▶ [Article]
F. Sherwood Rowland (1927–2012)

Fri, 04/13/2012
Picture Credit: 
UCI Libraries' Special Collections and Archives
Ralph J. Cicerone, Mario J. Molina, Donald R. Blake
Science

F. Sherwood (“Sherry”) Rowland died on 10 March at age 84. He was a distinguished scientist, first in physical chemistry and radiochemistry as a hot-atom chemist and later as an atmospheric chemist (1). He was also famous for his leadership in discovering and publicizing the danger to the ozone layer posed by continued human release of chlorofluorocarbons (CFCs).

The research that led Sherry Rowland to become a public figure began with curiosity. In the early 1970s, CFCs were an industrial success story as near-ideal refrigerants and as propellants in many aerosol-spray products. At a 1972 Atomic Energy Commission conference, Rowland heard that James Lovelock had detected CFC-11 in air over the North and South Atlantic Ocean. Rowland wondered what would eventually happen to this synthetic chemical in the atmosphere. In 1973, one of us (M.J.M.) joined Rowland at the University of California (UC) at Irvine. As chemists, Rowland and Molina knew that CFCs had been designed to be inert and nonsoluble and were, thus, unlikely to be decomposed by common atmospheric processes. However, they realized from laboratory data and chemical insight that the CFCs would be decomposed by ultraviolet light (wavelengths below 220 nm) in the upper atmosphere, above much of the ozone layer.

Rowland and Molina continued their detective work, asking what would become of the fragments of CFCs: carbon, chlorine, and fluorine atoms. They discovered that chlorine attacks ozone catalytically and that continued release of CFCs into the atmosphere could destroy substantial amounts of the global ozone layer. After confirming that there were no errors in the calculations, they publicized these results at a press conference in September 1974, soon after their first paper on the topic was published. In his many subsequent interviews and public appearances, Rowland was unfailingly polite and clear, and he never exaggerated. Consequently, his credibility grew.

▶ [Goals]
(1) Set down everything in the Rowland obituary from "Rowland and Molina continued" down to "his credibility grew.".
(2) Using the Rowland obituary, state whether each statement agrees with it, answering yes or no and quoting the words that decide it: (a) Rowland learned of Lovelock's detection of CFC-11 at a 1972 Atomic Energy Commission conference. (b) Molina joined Rowland at UC Irvine in 1975. (c) Rowland and Molina held their press conference before their first paper on the topic was published.
(3) Continue the Rowland obituary from the point at which it stops.

▶ [Provided information]
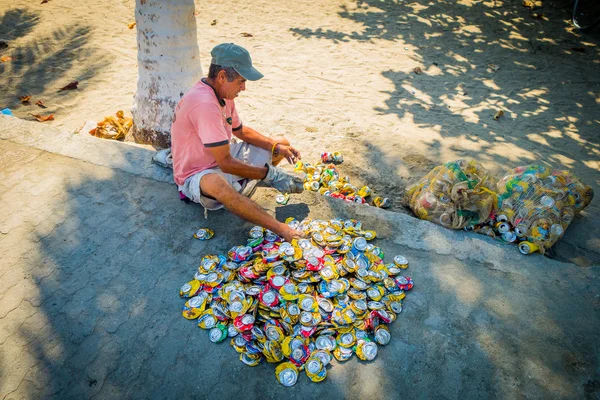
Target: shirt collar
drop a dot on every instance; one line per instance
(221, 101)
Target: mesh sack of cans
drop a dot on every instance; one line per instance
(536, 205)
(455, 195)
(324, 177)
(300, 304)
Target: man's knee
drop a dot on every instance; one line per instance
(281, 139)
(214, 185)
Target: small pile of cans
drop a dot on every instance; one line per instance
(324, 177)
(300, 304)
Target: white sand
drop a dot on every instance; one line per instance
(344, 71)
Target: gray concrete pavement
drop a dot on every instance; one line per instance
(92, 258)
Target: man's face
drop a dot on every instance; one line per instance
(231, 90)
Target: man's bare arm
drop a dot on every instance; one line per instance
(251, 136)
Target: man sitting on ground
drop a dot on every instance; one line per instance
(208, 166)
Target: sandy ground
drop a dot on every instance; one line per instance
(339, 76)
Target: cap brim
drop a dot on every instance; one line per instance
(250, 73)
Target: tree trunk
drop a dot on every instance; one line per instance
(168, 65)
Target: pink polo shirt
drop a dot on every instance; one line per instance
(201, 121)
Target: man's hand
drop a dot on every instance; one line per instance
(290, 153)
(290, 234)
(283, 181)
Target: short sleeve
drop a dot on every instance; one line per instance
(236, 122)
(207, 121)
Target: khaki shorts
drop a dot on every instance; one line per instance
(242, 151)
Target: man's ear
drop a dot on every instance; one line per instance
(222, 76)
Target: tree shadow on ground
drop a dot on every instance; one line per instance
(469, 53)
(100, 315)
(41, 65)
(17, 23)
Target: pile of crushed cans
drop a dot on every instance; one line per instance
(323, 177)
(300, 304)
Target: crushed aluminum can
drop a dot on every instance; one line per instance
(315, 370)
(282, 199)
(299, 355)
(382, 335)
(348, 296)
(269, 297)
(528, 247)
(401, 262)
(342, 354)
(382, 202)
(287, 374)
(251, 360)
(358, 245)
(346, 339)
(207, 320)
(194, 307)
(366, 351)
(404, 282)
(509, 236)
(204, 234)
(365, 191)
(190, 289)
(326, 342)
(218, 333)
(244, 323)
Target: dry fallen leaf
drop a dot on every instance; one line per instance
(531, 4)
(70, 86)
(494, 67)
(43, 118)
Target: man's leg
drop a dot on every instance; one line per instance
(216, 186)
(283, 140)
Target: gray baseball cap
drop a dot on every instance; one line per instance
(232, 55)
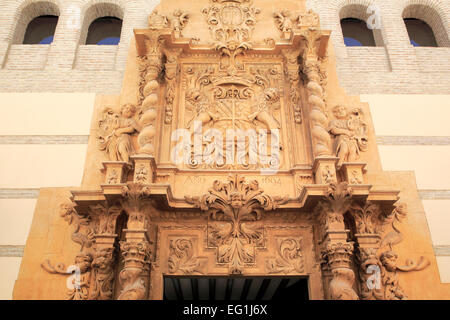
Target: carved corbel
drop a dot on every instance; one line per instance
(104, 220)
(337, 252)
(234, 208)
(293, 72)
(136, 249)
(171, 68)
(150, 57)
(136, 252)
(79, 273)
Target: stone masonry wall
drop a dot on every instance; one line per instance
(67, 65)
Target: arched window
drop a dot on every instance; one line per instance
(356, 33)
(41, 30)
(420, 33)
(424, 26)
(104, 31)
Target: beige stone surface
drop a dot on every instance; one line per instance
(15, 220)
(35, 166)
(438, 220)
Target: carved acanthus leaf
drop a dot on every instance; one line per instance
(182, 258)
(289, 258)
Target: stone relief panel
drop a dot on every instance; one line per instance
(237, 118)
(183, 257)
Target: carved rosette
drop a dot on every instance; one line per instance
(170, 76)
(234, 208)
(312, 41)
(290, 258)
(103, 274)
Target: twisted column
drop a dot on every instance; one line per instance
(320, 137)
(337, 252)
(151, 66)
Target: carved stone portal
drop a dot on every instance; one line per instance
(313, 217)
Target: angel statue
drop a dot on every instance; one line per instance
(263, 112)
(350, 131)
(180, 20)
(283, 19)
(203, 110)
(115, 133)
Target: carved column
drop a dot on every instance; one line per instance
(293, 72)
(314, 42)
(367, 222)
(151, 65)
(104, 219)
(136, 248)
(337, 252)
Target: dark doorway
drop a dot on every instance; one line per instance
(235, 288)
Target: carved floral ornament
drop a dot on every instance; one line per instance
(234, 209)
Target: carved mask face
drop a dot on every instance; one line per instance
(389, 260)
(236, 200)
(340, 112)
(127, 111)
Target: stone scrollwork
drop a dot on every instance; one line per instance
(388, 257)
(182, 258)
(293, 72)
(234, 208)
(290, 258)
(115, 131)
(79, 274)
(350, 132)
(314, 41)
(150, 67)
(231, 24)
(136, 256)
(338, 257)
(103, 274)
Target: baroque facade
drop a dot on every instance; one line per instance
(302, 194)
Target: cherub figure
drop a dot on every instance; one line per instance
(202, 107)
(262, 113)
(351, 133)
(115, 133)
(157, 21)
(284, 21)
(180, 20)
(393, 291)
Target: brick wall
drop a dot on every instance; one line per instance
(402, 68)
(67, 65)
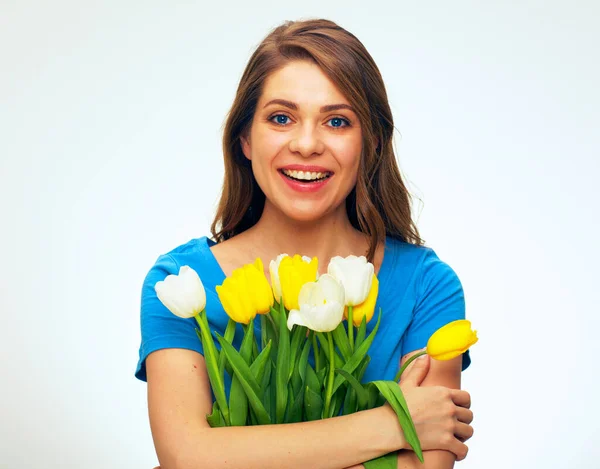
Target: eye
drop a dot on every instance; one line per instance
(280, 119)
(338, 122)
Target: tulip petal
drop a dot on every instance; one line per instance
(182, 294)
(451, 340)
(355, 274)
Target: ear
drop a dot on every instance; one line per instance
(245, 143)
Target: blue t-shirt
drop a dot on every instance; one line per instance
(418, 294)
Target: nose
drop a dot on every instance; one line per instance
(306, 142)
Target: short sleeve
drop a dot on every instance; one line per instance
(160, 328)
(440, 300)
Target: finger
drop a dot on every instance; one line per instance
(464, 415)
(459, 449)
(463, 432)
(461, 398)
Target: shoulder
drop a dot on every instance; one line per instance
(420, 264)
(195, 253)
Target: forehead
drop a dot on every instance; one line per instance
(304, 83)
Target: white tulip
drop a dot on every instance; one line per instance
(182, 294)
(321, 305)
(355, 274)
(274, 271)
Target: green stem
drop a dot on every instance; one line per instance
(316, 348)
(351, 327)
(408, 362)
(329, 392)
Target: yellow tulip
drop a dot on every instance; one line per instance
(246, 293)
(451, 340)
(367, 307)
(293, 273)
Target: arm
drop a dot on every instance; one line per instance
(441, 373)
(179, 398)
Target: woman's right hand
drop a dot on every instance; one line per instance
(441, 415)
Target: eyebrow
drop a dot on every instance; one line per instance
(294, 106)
* * *
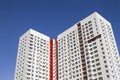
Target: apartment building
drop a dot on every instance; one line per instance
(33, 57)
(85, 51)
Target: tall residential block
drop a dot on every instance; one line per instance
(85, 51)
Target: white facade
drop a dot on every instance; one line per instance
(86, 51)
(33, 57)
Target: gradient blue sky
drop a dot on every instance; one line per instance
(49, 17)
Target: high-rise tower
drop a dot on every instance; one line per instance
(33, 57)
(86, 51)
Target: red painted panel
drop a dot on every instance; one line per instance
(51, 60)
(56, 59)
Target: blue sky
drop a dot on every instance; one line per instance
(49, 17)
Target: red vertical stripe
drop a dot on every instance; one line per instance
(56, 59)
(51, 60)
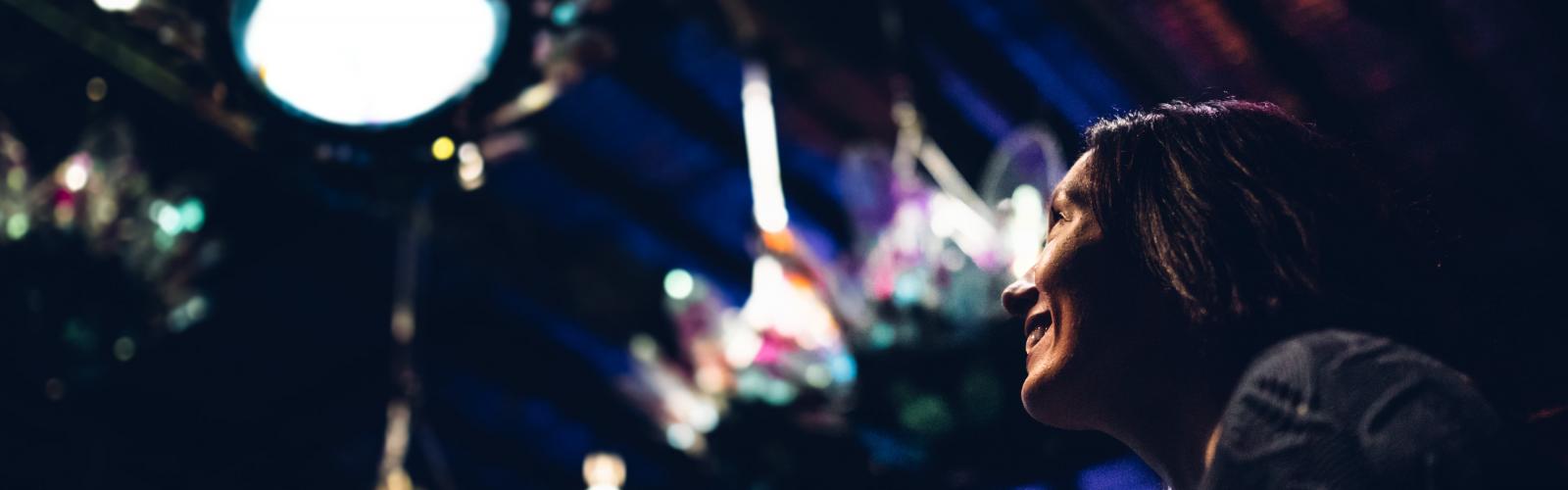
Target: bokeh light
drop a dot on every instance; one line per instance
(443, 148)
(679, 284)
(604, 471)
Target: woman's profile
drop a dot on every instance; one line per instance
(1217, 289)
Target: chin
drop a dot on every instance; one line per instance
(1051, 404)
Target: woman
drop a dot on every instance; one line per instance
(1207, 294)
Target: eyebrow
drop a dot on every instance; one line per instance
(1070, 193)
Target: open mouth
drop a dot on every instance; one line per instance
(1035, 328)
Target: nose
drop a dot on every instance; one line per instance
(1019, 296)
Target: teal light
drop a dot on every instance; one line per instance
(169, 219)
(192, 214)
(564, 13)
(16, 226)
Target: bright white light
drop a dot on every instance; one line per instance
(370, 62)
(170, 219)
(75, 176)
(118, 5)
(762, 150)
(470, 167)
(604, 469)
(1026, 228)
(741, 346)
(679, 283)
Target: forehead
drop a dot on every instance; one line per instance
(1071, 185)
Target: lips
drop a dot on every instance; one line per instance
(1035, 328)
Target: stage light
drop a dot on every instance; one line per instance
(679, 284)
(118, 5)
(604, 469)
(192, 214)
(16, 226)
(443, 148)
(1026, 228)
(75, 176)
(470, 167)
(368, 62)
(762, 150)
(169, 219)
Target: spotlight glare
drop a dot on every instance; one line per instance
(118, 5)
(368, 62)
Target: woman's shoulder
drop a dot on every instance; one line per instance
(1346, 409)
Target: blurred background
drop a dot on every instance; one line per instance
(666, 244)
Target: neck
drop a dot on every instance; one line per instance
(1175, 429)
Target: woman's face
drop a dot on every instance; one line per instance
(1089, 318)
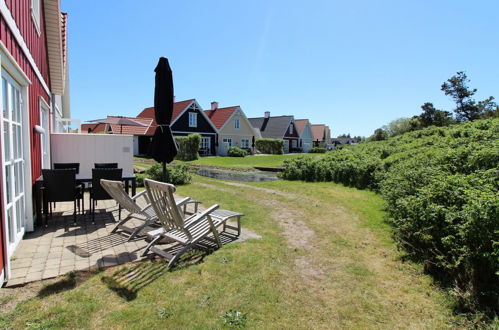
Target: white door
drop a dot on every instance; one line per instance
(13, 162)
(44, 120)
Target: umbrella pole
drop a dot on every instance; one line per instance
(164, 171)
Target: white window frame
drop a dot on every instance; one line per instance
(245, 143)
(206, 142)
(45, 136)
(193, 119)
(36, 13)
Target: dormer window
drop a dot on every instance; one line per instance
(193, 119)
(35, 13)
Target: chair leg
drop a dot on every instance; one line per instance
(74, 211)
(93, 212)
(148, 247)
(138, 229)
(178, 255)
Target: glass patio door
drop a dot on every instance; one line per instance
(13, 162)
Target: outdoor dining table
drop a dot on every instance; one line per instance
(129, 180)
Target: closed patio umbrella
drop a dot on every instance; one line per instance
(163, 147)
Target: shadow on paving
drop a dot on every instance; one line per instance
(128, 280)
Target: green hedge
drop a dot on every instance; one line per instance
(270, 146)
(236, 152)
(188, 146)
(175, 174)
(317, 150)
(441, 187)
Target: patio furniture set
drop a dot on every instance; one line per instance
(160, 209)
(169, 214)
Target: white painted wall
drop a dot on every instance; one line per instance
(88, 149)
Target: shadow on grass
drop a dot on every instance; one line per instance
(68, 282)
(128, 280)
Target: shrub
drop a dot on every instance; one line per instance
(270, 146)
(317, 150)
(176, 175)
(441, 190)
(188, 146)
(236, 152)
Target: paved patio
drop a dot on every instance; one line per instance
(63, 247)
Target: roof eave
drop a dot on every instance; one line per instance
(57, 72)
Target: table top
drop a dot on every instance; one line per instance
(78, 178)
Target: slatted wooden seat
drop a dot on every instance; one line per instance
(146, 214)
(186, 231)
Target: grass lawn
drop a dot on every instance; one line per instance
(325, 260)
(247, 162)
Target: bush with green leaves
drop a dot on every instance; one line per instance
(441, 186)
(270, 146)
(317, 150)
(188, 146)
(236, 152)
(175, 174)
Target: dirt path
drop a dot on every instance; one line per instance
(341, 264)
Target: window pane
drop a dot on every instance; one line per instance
* * *
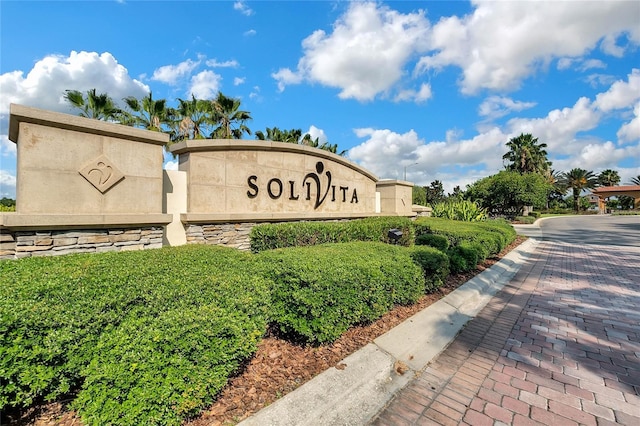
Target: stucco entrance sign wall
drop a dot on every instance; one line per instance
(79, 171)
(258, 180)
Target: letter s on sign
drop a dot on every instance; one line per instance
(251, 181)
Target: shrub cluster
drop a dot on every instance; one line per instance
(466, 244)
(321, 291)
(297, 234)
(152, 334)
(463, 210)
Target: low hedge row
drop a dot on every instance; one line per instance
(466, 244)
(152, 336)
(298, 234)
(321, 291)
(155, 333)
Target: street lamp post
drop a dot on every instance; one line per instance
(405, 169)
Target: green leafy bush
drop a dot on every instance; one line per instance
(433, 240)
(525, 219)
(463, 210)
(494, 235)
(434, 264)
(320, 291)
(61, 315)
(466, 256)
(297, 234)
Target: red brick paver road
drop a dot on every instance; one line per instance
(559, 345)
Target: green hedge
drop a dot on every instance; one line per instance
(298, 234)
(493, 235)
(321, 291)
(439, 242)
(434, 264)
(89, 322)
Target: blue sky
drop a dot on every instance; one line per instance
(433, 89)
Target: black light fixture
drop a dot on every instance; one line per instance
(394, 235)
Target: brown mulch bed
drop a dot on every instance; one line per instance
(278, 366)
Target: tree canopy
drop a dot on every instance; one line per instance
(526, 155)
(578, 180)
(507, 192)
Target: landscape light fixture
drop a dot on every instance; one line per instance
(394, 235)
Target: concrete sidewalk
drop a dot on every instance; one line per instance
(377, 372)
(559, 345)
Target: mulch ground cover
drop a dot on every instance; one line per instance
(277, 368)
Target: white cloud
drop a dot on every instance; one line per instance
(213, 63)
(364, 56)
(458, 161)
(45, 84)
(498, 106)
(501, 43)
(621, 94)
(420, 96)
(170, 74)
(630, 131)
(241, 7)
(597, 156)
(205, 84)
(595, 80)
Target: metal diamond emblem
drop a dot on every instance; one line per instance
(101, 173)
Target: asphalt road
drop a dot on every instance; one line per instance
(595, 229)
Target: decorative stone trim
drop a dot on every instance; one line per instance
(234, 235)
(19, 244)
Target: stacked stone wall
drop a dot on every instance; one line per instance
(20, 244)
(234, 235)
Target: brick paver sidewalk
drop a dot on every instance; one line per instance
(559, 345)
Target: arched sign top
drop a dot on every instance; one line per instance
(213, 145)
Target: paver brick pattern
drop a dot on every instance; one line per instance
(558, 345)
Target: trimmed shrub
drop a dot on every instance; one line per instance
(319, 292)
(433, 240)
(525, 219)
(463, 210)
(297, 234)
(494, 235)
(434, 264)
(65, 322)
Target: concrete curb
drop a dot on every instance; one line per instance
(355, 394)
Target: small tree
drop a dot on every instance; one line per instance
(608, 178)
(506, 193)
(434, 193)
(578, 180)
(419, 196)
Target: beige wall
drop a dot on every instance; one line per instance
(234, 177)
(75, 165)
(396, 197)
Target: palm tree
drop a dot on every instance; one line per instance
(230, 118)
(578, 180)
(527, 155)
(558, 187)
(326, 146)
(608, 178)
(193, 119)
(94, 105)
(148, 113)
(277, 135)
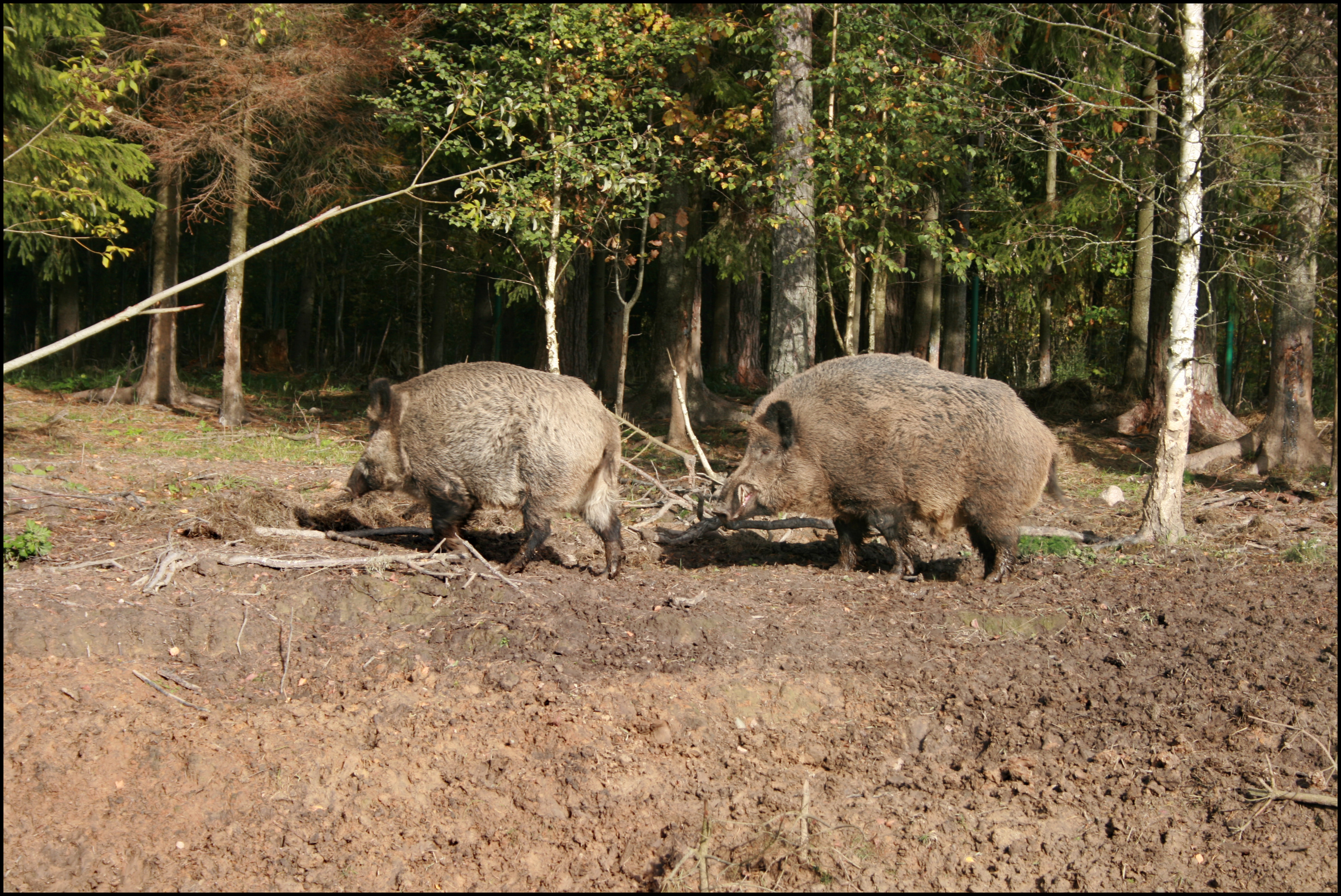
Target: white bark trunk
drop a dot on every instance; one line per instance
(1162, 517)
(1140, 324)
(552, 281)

▶ [Results]
(1)
Rowland and Molina continued their detective work, asking what would become of the fragments of CFCs: carbon, chlorine, and fluorine atoms. They discovered that chlorine attacks ozone catalytically and that continued release of CFCs into the atmosphere could destroy substantial amounts of the global ozone layer. After confirming that there were no errors in the calculations, they publicized these results at a press conference in September 1974, soon after their first paper on the topic was published. In his many subsequent interviews and public appearances, Rowland was unfailingly polite and clear, and he never exaggerated. Consequently, his credibility grew.

(2)
(a) Yes: "At a 1972 Atomic Energy Commission conference, Rowland heard that James Lovelock had detected CFC-11 in air over the North and South Atlantic Ocean."
(b) No: "In 1973, one of us (M.J.M.) joined Rowland at the University of California (UC) at Irvine."
(c) No: "they publicized these results at a press conference in September 1974, soon after their first paper on the topic was published."

(3)
A great deal of media and public attention in CFCs ensued, especially between 1974 and 1978, including hearings in state legislatures, city councils, and the U.S. Congress. While Cicerone and Molina testified at a number of these hearings, Rowland was particularly generous with his time when asked for comments or advice by legislators who were considering laws or regulations concerning the production, sale, and distribution of CFCs.

During this time of intense public debate, Rowland and Molina discovered a complication to the originally proposed chemical mechanism by which chlorine would destroy ozone: It became clear that chlorine nitrate would form in the atmosphere, thereby linking reactions of chlorine oxides and nitrogen oxides. This insight led to a brief period of uncertainty about the impact of CFC-derived chlorine on ozone, due to two factors: The three-molecule reaction rate to form chlorine nitrate in the lower stratosphere was not known with sufficient accuracy, and the mathematical techniques in use at the time in some mathematical models were unsuitable. Both issues were resolved within a few months. It was extremely important that this modification to the originally proposed reaction scheme was introduced by Rowland and a colleague (M.J.M), not by a critic of the theory.

By the time the Antarctic ozone hole was discovered in 1985, Rowland had already raised the idea that hydrogen chloride and chlorine nitrate were unlikely to undergo only gas-phase reactions; laboratory studies had shown them to be “sticky,” surface-reactive chemicals. Later, surface reactions of these two chlorine-containing species were shown to be responsible for releasing active chlorine into the Antarctic stratosphere and destroying ozone.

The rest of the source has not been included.